* START Extract to read *
# Does anybody recognizes this Work Bench / Manufacturer?



## Moai

hey guys! A local guy is selling this bench, I was wondering about the quality / manufacturer before making the one hour drive…....does anybody knows anything about it?

He is asking 100….is that a fair number??

Thanks for all the help!


----------



## BigRedKnothead

Don't know anything about the make. I'd take it for $100 even just for the storage and vise.


----------



## GregInMaryland

The vise reminds me of a harbor freight special, though I didn't see one similar on their website. I suppose if there isn't something wrong or broken, it is worth $100. The top is not going to be as thick as it appears-most likely there is a skirt a round the perimeter. Also, the vise is rather shallow. This may be your first workbench, but it won't be your last.


----------



## Loren

Can't read the logo, but it looks like a Sjoberg.


----------



## Tim457

Consider asking for closeup pictures of the vices before you go. A 100 mile drive round trip costs you about $50-60 by IRS standards, and you know they aren't being generous when giving deductions. You've made better, but if the vices are decent and the size is decent it doesn't sound bad. The HF bench costs more than that.
* END Extract to read *
* START Data lines *
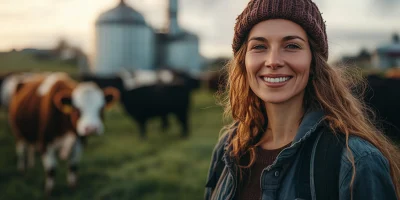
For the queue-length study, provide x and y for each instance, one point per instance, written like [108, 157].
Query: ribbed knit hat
[303, 12]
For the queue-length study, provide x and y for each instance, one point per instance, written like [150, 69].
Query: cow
[10, 81]
[56, 114]
[383, 96]
[147, 94]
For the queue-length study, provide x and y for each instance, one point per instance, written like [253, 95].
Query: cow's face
[85, 105]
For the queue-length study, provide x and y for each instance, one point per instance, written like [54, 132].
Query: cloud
[385, 8]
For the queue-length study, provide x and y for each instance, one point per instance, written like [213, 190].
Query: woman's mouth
[276, 81]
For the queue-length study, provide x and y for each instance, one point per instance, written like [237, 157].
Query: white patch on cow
[146, 77]
[49, 82]
[20, 149]
[143, 78]
[166, 76]
[89, 99]
[68, 142]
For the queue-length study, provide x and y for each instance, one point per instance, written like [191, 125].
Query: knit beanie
[303, 12]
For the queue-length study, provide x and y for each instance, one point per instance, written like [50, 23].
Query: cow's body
[143, 100]
[53, 114]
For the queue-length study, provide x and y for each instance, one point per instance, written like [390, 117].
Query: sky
[351, 24]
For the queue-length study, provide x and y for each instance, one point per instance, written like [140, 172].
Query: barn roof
[121, 14]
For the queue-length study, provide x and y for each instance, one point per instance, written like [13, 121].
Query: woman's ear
[111, 95]
[63, 101]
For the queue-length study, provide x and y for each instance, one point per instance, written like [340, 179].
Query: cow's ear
[111, 96]
[63, 101]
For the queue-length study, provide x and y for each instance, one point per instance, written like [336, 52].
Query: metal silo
[123, 40]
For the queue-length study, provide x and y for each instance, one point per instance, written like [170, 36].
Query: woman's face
[278, 60]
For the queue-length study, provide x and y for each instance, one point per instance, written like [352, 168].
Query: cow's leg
[164, 123]
[49, 164]
[142, 127]
[183, 118]
[20, 149]
[73, 163]
[31, 156]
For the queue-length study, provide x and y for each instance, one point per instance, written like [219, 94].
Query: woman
[283, 98]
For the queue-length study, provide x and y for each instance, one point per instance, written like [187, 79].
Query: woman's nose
[274, 59]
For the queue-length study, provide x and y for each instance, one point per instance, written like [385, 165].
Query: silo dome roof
[122, 14]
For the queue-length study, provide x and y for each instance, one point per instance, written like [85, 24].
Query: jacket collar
[311, 121]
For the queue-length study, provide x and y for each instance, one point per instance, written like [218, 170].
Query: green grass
[119, 165]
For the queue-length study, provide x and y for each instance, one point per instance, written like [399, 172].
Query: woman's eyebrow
[261, 39]
[292, 37]
[286, 38]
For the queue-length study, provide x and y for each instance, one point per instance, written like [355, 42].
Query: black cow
[143, 101]
[383, 96]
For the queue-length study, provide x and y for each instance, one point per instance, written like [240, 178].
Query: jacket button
[276, 174]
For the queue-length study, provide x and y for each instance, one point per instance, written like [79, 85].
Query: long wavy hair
[336, 90]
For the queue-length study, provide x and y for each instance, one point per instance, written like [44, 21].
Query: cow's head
[85, 105]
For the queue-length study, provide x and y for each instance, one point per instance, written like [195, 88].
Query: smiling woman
[298, 132]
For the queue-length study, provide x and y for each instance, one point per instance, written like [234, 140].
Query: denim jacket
[372, 180]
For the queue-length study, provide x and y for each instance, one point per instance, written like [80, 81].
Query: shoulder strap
[326, 167]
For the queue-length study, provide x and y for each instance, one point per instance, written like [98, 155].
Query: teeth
[276, 80]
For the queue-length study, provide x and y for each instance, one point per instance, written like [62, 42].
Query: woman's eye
[293, 46]
[259, 47]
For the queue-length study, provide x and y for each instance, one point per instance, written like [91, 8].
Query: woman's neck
[283, 123]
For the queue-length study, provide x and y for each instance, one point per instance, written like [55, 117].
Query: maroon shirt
[250, 188]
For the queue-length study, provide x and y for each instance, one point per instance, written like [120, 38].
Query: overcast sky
[351, 24]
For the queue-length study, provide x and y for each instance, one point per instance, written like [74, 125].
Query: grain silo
[123, 40]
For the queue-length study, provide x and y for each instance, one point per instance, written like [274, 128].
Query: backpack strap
[327, 162]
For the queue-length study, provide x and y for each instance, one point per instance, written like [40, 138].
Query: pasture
[118, 164]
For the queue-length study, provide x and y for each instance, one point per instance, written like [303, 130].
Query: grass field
[118, 165]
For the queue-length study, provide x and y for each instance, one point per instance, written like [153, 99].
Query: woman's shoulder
[363, 152]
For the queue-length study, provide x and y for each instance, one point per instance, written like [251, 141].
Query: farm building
[125, 40]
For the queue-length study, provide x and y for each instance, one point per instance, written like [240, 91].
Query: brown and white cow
[53, 114]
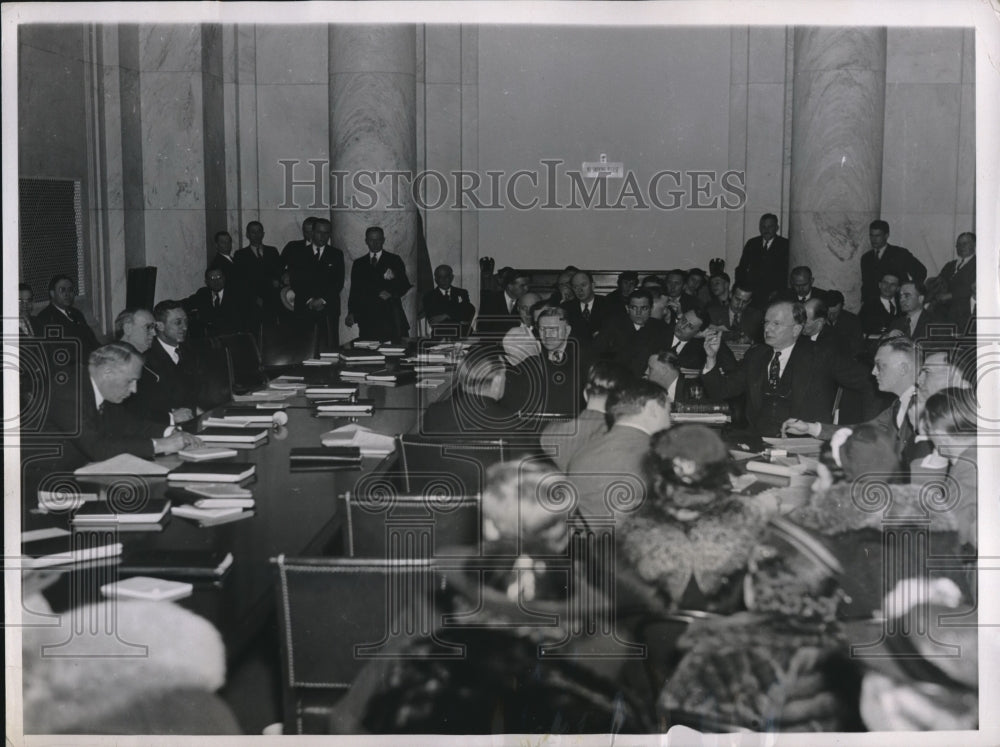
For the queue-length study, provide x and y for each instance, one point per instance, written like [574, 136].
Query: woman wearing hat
[691, 539]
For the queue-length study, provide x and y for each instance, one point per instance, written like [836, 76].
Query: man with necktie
[877, 314]
[960, 274]
[316, 273]
[763, 265]
[884, 258]
[260, 266]
[447, 307]
[63, 314]
[789, 376]
[378, 284]
[896, 373]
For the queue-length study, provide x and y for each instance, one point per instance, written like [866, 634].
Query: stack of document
[372, 444]
[122, 464]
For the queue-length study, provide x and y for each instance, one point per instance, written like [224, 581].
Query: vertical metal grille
[51, 233]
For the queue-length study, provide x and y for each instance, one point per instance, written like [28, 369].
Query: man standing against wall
[764, 265]
[378, 284]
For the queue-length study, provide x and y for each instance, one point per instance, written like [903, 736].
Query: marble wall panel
[920, 147]
[930, 236]
[965, 199]
[766, 50]
[443, 54]
[291, 54]
[766, 103]
[924, 55]
[170, 48]
[175, 243]
[173, 160]
[291, 123]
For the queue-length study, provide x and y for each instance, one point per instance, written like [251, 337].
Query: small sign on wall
[603, 168]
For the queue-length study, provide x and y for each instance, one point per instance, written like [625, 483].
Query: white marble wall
[837, 125]
[928, 162]
[758, 138]
[372, 126]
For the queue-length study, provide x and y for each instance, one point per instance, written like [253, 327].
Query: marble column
[373, 128]
[837, 128]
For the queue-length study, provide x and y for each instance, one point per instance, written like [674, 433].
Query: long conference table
[296, 511]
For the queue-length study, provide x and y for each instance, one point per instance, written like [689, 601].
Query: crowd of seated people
[596, 379]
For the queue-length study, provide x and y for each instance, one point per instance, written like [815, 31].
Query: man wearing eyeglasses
[551, 382]
[630, 340]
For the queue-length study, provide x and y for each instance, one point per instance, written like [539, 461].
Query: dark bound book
[102, 513]
[334, 456]
[176, 563]
[212, 472]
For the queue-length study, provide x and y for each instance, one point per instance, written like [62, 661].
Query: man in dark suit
[763, 265]
[877, 314]
[638, 410]
[498, 310]
[895, 371]
[685, 343]
[316, 273]
[800, 287]
[89, 428]
[260, 266]
[744, 323]
[787, 377]
[378, 284]
[63, 314]
[587, 311]
[884, 258]
[223, 258]
[214, 309]
[627, 282]
[168, 391]
[474, 410]
[845, 324]
[296, 246]
[960, 275]
[678, 299]
[447, 307]
[630, 340]
[913, 320]
[551, 382]
[26, 322]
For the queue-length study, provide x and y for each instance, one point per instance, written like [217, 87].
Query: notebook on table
[212, 472]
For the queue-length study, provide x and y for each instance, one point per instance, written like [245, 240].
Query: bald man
[586, 312]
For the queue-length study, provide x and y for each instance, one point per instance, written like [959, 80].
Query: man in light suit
[63, 314]
[638, 410]
[587, 311]
[630, 340]
[316, 273]
[960, 274]
[260, 265]
[378, 284]
[884, 258]
[763, 266]
[895, 371]
[563, 439]
[447, 307]
[787, 377]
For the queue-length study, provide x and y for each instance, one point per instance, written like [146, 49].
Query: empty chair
[287, 344]
[248, 371]
[425, 461]
[215, 373]
[338, 614]
[373, 522]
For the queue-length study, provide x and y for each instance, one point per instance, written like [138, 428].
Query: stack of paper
[122, 464]
[372, 444]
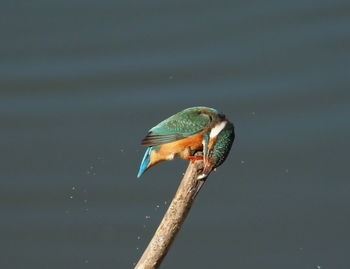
* END Data lines *
» **Short exercise 1**:
Answer these questions from the workbench thread:
(a) What price is the seller asking for the bench?
(b) Which make does Loren think the bench looks like?
(c) By IRS standards, about how much does a 100-mile round trip cost, according to Tim457?
» **Short exercise 2**: Reproduce the workbench thread from "Don't know anything" up to and including "be your last.".

» **Full solution 1**:
(a) 100
(b) A Sjoberg
(c) About $50-60

» **Full solution 2**:
Don't know anything about the make. I'd take it for $100 even just for the storage and vise.


----------



## GregInMaryland

The vise reminds me of a harbor freight special, though I didn't see one similar on their website. I suppose if there isn't something wrong or broken, it is worth $100. The top is not going to be as thick as it appears-most likely there is a skirt a round the perimeter. Also, the vise is rather shallow. This may be your first workbench, but it won't be your last.